_What needs to be done:_ Please transcribe the records precisely; pictures stay out of your copy.

[Coordinate labeling data]
----

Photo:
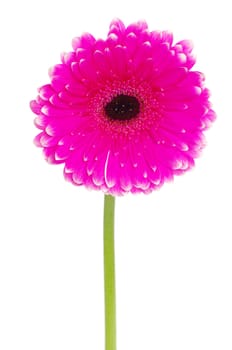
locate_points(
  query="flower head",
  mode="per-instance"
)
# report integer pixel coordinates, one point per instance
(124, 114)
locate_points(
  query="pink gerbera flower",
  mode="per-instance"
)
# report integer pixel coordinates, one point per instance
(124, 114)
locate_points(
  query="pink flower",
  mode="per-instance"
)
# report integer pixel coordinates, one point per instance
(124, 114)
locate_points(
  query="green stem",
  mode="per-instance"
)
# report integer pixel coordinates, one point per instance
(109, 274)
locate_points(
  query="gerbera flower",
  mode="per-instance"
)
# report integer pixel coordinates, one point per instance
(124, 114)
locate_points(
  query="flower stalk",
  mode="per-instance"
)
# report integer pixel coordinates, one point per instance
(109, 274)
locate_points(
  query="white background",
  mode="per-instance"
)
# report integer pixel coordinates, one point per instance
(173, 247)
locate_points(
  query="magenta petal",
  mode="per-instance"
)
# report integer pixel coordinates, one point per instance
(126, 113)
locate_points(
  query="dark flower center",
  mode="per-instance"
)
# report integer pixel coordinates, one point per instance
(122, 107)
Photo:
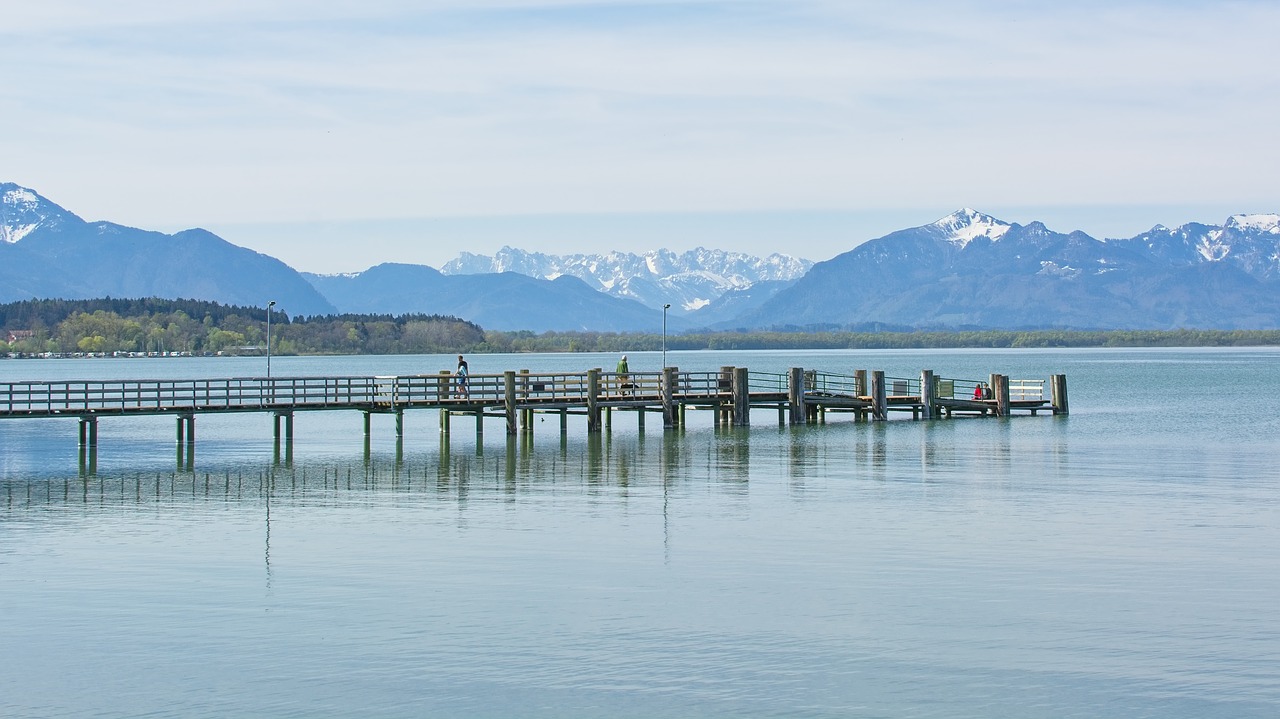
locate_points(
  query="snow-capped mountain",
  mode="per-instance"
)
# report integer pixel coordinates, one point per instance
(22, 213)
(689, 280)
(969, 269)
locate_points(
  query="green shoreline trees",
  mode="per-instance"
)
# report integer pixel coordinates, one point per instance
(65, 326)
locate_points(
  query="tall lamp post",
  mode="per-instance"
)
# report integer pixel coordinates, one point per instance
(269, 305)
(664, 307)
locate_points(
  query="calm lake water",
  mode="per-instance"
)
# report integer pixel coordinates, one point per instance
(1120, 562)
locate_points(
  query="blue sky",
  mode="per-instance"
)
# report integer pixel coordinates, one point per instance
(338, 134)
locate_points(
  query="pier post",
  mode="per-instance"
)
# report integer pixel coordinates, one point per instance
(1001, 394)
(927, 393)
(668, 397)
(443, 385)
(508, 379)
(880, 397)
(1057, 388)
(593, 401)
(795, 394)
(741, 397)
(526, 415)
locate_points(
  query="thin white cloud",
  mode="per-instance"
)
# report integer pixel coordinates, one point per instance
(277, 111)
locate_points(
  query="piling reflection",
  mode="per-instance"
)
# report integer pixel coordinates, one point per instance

----

_Written solution:_
Photo:
locate_points(
  query="flower head",
  mode="per-instance"
)
# report integer pixel coordinates, one point per instance
(124, 114)
locate_points(
  query="pink gerbera flower",
  mode="per-instance"
)
# report integer pixel coordinates, one point per instance
(124, 114)
locate_points(
  query="pink flower",
  mode="per-instance"
)
# report integer pixel coordinates, one point per instance
(124, 114)
locate_points(
  query="green stem",
  mode="per-instance"
)
# report integer pixel coordinates, one point per instance
(109, 274)
locate_points(
  query="gerbera flower",
  mode="per-instance"
)
# report integer pixel coordinates, one point per instance
(124, 114)
locate_points(
  query="flower stalk",
  mode="per-instance"
)
# report integer pixel coordinates, one point per instance
(109, 274)
locate_points(
  query="white background",
  mode="per-instance"
)
# report integer pixel coordinates, one point per instance
(173, 247)
locate_points(
  query="magenta petal",
  mode="per-instance"
)
# report integer pixel coordinates, one point per instance
(126, 113)
locate_points(
  query="dark flower center",
  mode="per-instance"
)
# report integer pixel coordinates, one point per instance
(122, 107)
Photo:
locate_points(
  query="snow-capped mountain",
  mode="per-instance"
)
# report integer pixel coordinates, one point per instance
(22, 213)
(689, 280)
(969, 269)
locate_points(
  query="green shoreline trees",
  mode="per-instance"
)
# report integer pixel coordinates, one point per instance
(65, 326)
locate_points(
  query="tall lamp post",
  mode="per-instance"
)
# report integer pixel coordinates, one point per instance
(269, 305)
(664, 307)
locate_points(
  query="calm lake water",
  mode="per-instance"
)
# report integer pixel coordinates, one point per instance
(1120, 562)
locate_points(
  query="blue sky",
  mode="per-instance"
)
# report integer pixel coordinates, one point per instance
(338, 134)
locate_points(
  query="pier post",
  mode="per-instance"
)
# report integer pixel coordinates, one point per instance
(1001, 394)
(927, 393)
(668, 397)
(443, 385)
(508, 379)
(880, 397)
(1057, 388)
(593, 401)
(795, 394)
(741, 397)
(526, 415)
locate_points(
  query="thin white cloud",
  mode="per-instance"
)
# report integer pixel coordinates, one point per instance
(277, 111)
locate_points(
  query="piling reflection",
  mode="per-instance"
)
# report integer pixel coordinates, one point per instance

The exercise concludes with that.